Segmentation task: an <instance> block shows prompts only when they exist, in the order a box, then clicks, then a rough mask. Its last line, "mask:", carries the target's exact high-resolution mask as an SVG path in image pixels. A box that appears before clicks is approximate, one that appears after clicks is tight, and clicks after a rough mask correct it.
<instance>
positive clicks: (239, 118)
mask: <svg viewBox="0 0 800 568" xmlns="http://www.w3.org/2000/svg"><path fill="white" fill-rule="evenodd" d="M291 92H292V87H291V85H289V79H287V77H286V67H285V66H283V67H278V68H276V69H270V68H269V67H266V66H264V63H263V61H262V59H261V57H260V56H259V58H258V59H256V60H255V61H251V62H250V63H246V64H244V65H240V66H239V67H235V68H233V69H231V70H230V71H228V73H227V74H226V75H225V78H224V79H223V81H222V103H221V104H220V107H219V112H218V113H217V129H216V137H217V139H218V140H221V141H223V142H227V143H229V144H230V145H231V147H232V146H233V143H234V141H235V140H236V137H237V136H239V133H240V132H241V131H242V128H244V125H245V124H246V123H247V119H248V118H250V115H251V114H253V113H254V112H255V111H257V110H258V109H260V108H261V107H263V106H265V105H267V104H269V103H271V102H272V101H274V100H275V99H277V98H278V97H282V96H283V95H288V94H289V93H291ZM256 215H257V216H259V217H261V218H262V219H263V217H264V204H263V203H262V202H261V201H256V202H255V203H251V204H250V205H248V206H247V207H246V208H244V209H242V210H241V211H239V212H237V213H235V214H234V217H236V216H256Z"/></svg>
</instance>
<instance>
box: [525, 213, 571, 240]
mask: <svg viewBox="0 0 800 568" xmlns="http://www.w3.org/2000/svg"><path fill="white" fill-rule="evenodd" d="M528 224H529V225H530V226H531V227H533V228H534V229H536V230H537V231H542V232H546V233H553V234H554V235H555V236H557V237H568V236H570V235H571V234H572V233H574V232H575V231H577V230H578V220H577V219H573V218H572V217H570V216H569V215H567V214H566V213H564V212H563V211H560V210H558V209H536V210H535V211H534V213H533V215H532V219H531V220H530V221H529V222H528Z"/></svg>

┄┄┄┄┄┄┄┄┄┄┄┄┄┄┄┄┄┄┄┄

**WORK ITEM**
The entries are to be retyped in full, with no alteration.

**ANSWER SECTION**
Segmentation task: an <instance> block shows prompts only when they exist, in the order a box, then clicks, then a rough mask. Its last line, "mask:", carries the target's exact high-resolution mask as an SVG path in image pixels. A box that appears before clicks is approximate, one that appears after clicks is tight, and clicks after a rough mask correct it.
<instance>
positive clicks: (239, 118)
mask: <svg viewBox="0 0 800 568" xmlns="http://www.w3.org/2000/svg"><path fill="white" fill-rule="evenodd" d="M291 92H292V87H291V85H289V79H287V77H286V67H285V66H283V67H278V68H276V69H270V68H269V67H266V66H264V63H263V61H262V59H261V57H260V56H259V58H258V59H256V60H255V61H251V62H250V63H246V64H244V65H240V66H239V67H235V68H233V69H231V70H230V71H228V73H227V74H226V75H225V78H224V79H223V81H222V103H221V104H220V107H219V112H218V113H217V129H216V137H217V139H218V140H221V141H223V142H227V143H229V144H230V145H231V147H232V146H233V143H234V141H235V140H236V137H237V136H239V133H240V132H241V131H242V128H244V125H245V124H246V123H247V119H248V118H250V115H251V114H253V113H254V112H255V111H257V110H258V109H260V108H261V107H263V106H265V105H267V104H269V103H271V102H272V101H274V100H275V99H277V98H278V97H282V96H283V95H288V94H289V93H291ZM256 215H257V216H259V217H261V218H262V219H263V217H264V204H263V203H262V202H261V201H256V202H255V203H251V204H250V205H248V206H247V207H246V208H244V209H242V210H241V211H239V212H237V213H235V214H234V217H236V216H256Z"/></svg>
</instance>
<instance>
box: [525, 213, 571, 240]
mask: <svg viewBox="0 0 800 568" xmlns="http://www.w3.org/2000/svg"><path fill="white" fill-rule="evenodd" d="M528 224H529V225H530V226H531V227H533V228H534V229H536V230H537V231H542V232H546V233H553V234H554V235H555V236H557V237H568V236H570V235H571V234H572V233H574V232H575V231H577V230H578V220H577V219H573V218H572V217H570V216H569V215H567V214H566V213H564V212H563V211H560V210H558V209H536V210H535V211H534V213H533V215H532V219H531V220H530V221H529V222H528Z"/></svg>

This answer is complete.